▸ WHAT YOU NEED TO DO
a: From the text on cilostazol dual therapy, reproduce word for word the passage starting with "Some adverse effects" and going on through "within 6 months.".
b: According to the text on cilostazol dual therapy, what proportion of the target 4000 subjects did the study enroll?

That's not to say, however, that the therapy can't also be effective for extracranial artery stenosis patients, he added.

Severe or life-threatening bleeds occurred in less than 1% per year in both groups (the HR was 0.66 and was statistically insignificant [P = .35]). All of these events (eight in the dual therapy group and 13 in the monotherapy group) were intracranial hemorrhages, noted Toyoda.

Adverse events (AEs) were more common in the dual therapy group. In this group, 27.4% had an AE compared with 23.1% of the monotherapy group. 

In the dual therapy group, 8.9% had a nervous system AE (including 26 patients with headache) compared with 9.6% in the monotherapy group.

As for cardiac AEs, 8.4% of the dual therapy group suffered such an event, including 59 patients with palpitation/tachycardia. Only 1.8% of the monotherapy group had a cardiac AE.

In contrast, serious AEs were more common in the monotherapy group (15.% vs 9.3% in the dual therapy group). Toyoda noted that efficacy endpoints such as stroke were included in these adverse events.

Bleeding AEs occurred in 4.1% of the dual therapy group and 3.5% of the monotherapy group.

Some adverse effects might be avoided by starting with smaller doses of cilostazol (for example, 50 mg instead of 100 mg twice daily) and then gradually increasing it, said Toyoda.

Limitations of the study were that it enrolled only 47% of the target 4000 subjects and it included only Japanese patients. As well, about one fifth of patients in the dual therapy group discontinued medications within 6 months. 

"Headache and palpitations seemed to be the main reason of discontinuation," said Toyoda.

Promising and Safe

Commenting on the study for Medscape Medical News, Karen Furie, MD, Chair, Stroke Council, American Heart Association, and Chair, Neurology, Alpert Medical School of Brown University, Providence, Rhode Island, said given these new data, cilostazol "looks very promising and safe" in dual therapy. However, she would like further evidence.

"I think cilostazol should continue to be evaluated in these combination regimens to see if it truly has a better safety profile than what we're currently using."

A typical dual therapy, Furie said, now might be aspirin and clopidogrel in patients with a minor stroke and intracranial stenosis.

▸ EXTRACTED RECORDS
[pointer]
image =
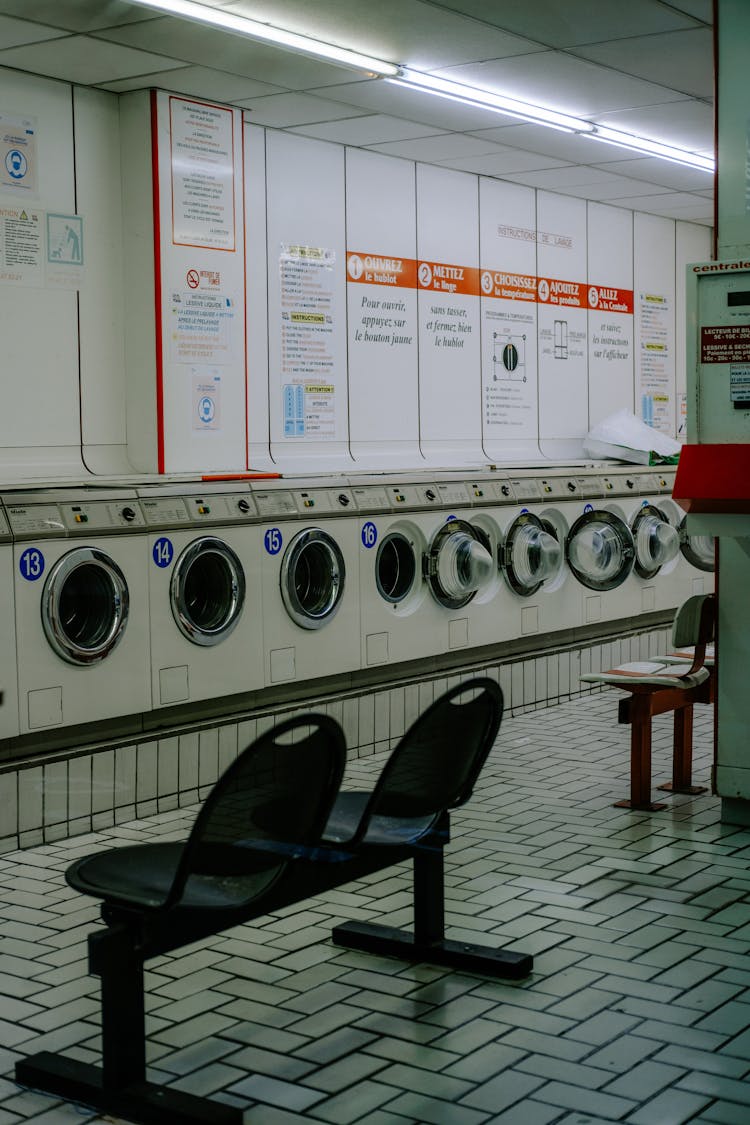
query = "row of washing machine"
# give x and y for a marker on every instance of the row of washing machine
(126, 600)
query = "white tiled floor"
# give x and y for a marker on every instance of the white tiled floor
(638, 1009)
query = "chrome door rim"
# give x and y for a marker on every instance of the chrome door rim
(233, 595)
(432, 561)
(324, 585)
(623, 533)
(114, 595)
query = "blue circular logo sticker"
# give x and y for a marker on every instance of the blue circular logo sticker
(273, 540)
(369, 534)
(163, 551)
(32, 564)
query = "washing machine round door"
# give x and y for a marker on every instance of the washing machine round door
(697, 549)
(396, 567)
(84, 605)
(601, 550)
(207, 591)
(532, 554)
(459, 564)
(657, 542)
(313, 577)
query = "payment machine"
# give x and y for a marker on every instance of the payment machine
(713, 486)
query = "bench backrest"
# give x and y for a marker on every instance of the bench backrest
(269, 807)
(437, 761)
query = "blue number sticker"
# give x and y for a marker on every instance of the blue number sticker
(163, 551)
(32, 564)
(369, 534)
(272, 539)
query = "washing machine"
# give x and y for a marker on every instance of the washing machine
(601, 550)
(81, 590)
(309, 579)
(427, 569)
(9, 726)
(534, 513)
(204, 550)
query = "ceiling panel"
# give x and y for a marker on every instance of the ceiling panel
(568, 23)
(687, 124)
(561, 81)
(681, 60)
(643, 68)
(14, 33)
(414, 105)
(196, 81)
(190, 43)
(289, 110)
(79, 59)
(373, 128)
(77, 15)
(407, 32)
(503, 163)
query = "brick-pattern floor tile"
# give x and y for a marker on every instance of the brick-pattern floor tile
(638, 1008)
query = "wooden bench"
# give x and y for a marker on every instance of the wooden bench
(659, 686)
(276, 831)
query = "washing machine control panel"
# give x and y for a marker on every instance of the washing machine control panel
(5, 527)
(47, 521)
(371, 498)
(323, 501)
(164, 511)
(274, 503)
(403, 497)
(220, 507)
(101, 515)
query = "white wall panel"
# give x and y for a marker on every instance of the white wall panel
(693, 243)
(101, 318)
(259, 453)
(611, 311)
(383, 401)
(653, 245)
(507, 253)
(306, 249)
(561, 261)
(39, 432)
(448, 279)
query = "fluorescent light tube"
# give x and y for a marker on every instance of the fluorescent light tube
(651, 147)
(252, 28)
(540, 115)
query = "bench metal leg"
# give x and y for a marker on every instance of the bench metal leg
(683, 755)
(427, 943)
(119, 1086)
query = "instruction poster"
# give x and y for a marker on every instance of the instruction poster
(202, 174)
(18, 158)
(656, 362)
(508, 326)
(307, 329)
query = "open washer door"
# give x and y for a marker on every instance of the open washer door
(531, 555)
(313, 578)
(601, 550)
(697, 549)
(657, 542)
(207, 591)
(84, 605)
(459, 563)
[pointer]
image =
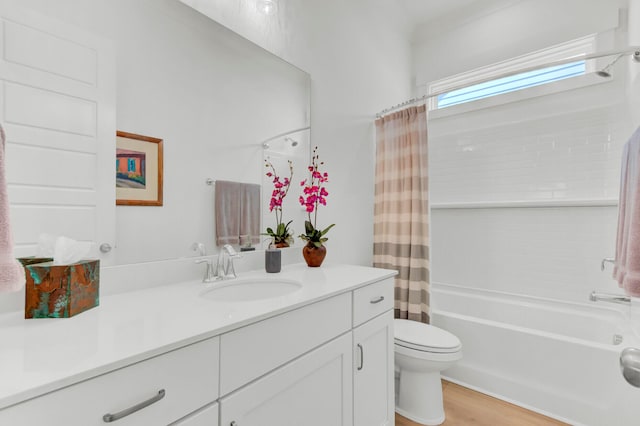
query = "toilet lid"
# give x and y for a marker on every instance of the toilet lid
(424, 337)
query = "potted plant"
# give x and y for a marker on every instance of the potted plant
(282, 235)
(314, 195)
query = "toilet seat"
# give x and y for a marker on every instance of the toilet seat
(424, 337)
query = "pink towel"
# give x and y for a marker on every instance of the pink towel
(626, 269)
(11, 271)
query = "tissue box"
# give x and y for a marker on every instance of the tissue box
(60, 291)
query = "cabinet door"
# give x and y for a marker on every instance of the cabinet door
(206, 416)
(373, 384)
(313, 390)
(57, 85)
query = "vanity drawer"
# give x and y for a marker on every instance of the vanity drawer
(372, 300)
(250, 352)
(181, 381)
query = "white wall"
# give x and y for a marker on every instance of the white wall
(208, 93)
(359, 60)
(358, 55)
(561, 149)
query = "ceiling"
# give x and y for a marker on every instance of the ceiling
(421, 11)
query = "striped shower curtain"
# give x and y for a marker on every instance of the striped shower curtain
(401, 211)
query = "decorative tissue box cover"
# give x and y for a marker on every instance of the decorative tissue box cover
(60, 291)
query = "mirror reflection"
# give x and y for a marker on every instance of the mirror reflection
(212, 97)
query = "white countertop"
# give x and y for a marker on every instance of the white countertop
(41, 355)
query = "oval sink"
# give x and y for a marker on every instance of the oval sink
(250, 289)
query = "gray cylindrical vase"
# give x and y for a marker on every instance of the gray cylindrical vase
(272, 260)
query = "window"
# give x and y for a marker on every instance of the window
(511, 84)
(464, 90)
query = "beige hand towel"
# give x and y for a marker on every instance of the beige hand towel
(228, 199)
(250, 212)
(626, 268)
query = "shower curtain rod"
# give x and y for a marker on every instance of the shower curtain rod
(635, 51)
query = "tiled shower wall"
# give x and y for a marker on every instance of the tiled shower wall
(523, 194)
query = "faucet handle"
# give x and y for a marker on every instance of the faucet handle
(231, 252)
(605, 260)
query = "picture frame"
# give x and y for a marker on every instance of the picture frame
(139, 169)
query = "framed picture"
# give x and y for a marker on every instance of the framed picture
(138, 170)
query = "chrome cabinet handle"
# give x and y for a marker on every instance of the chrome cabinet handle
(605, 260)
(108, 418)
(630, 366)
(378, 300)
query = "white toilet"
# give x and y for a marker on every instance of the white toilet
(422, 351)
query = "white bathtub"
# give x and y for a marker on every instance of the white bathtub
(552, 357)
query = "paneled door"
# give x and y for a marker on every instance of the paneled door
(57, 86)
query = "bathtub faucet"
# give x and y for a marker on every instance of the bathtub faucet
(612, 298)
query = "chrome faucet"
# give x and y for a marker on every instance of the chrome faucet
(612, 298)
(224, 267)
(210, 274)
(227, 270)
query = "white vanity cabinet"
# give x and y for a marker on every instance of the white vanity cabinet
(326, 360)
(347, 380)
(313, 390)
(165, 388)
(373, 379)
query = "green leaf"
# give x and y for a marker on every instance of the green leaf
(308, 227)
(327, 229)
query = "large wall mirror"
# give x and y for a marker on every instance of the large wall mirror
(212, 97)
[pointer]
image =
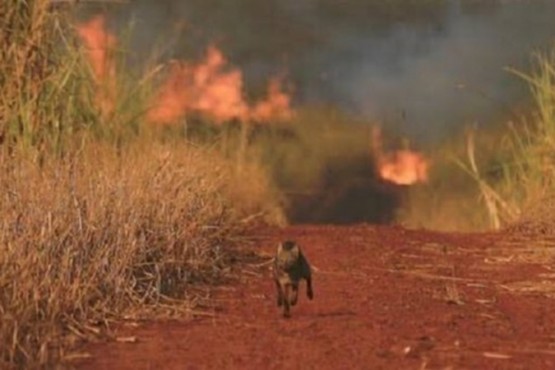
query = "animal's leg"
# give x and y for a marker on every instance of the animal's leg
(286, 312)
(309, 292)
(279, 289)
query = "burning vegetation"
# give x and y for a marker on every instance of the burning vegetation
(402, 166)
(210, 87)
(100, 44)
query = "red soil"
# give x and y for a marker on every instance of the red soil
(385, 298)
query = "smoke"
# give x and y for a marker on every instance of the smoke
(426, 67)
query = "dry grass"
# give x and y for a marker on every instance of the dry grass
(103, 232)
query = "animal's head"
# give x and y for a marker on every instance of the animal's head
(288, 245)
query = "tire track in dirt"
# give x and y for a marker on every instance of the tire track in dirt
(385, 298)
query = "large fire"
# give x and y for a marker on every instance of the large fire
(100, 44)
(210, 87)
(401, 167)
(213, 88)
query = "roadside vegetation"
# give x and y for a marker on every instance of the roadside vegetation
(104, 214)
(100, 216)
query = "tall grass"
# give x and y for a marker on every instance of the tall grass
(99, 216)
(510, 170)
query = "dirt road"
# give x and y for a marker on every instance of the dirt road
(385, 298)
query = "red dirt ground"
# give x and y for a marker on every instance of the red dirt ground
(385, 298)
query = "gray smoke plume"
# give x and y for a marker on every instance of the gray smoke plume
(425, 66)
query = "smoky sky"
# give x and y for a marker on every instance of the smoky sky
(424, 66)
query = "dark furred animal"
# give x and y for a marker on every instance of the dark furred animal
(290, 267)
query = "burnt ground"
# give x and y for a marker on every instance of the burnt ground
(385, 298)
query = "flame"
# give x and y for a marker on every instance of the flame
(277, 104)
(215, 89)
(401, 167)
(99, 43)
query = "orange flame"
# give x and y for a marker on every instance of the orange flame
(215, 90)
(277, 104)
(401, 167)
(99, 44)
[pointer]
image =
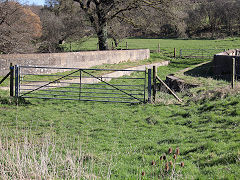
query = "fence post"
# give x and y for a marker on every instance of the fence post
(233, 73)
(11, 80)
(16, 80)
(154, 83)
(112, 46)
(149, 85)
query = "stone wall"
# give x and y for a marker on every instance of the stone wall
(72, 60)
(222, 63)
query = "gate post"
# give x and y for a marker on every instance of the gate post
(154, 83)
(16, 80)
(11, 80)
(149, 85)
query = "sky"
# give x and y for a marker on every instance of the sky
(36, 2)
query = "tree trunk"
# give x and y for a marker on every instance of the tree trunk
(103, 37)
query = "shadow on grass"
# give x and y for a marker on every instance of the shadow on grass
(206, 71)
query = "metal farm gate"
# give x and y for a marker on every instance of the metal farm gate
(81, 84)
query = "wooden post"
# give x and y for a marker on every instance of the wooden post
(11, 80)
(161, 81)
(233, 73)
(154, 83)
(149, 85)
(158, 47)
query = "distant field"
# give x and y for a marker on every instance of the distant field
(70, 139)
(165, 44)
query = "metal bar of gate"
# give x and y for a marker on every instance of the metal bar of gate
(17, 80)
(49, 83)
(112, 86)
(59, 93)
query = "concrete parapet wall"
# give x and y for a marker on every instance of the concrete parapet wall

▸ TASK-BY-TASK ANSWERS
a:
Some adverse effects might be avoided by starting with smaller doses of cilostazol (for example, 50 mg instead of 100 mg twice daily) and then gradually increasing it, said Toyoda.

Limitations of the study were that it enrolled only 47% of the target 4000 subjects and it included only Japanese patients. As well, about one fifth of patients in the dual therapy group discontinued medications within 6 months.

b: 47%